| Task description |
Reproduce the listing below verbatim, including every line of text and every coordinate pair, but omit the picture.

╭──

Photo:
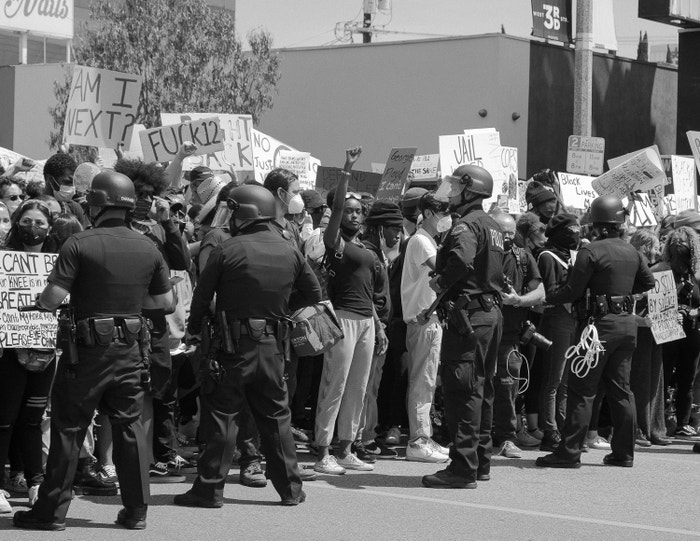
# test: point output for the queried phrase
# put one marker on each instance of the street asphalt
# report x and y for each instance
(657, 499)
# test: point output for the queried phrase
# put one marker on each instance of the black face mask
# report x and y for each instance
(30, 235)
(143, 207)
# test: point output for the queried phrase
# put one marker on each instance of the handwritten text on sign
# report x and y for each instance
(22, 276)
(398, 165)
(162, 144)
(102, 107)
(663, 309)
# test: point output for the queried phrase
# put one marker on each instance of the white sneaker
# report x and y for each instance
(422, 451)
(33, 495)
(329, 465)
(393, 436)
(5, 506)
(351, 462)
(510, 450)
(437, 447)
(599, 442)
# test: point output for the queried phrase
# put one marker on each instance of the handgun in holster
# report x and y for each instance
(457, 316)
(144, 339)
(67, 337)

╰──

| Task solution |
Photo:
# test: point output for the queried phrase
# put one marker on each instance of the street asphalt
# report x and y for each instance
(657, 499)
# test: point output for the queried phrase
# put one marker on each instance of the black face mask
# report x and y for each instance
(30, 235)
(143, 207)
# test: point output for the queried phrase
# put one marker on each instance of the handwritten text on sign
# report x and y for each instance
(22, 276)
(398, 165)
(162, 144)
(102, 107)
(663, 309)
# test: point output for the queried phrase
# put one marker on each instance of the white sneaker
# report x and y for each instance
(422, 451)
(33, 495)
(329, 465)
(393, 436)
(5, 506)
(351, 462)
(510, 450)
(437, 447)
(599, 442)
# test: point output for the queried phrase
# put one marker on each instance of the handgun in holster
# report x and y for each instance
(457, 316)
(144, 339)
(67, 337)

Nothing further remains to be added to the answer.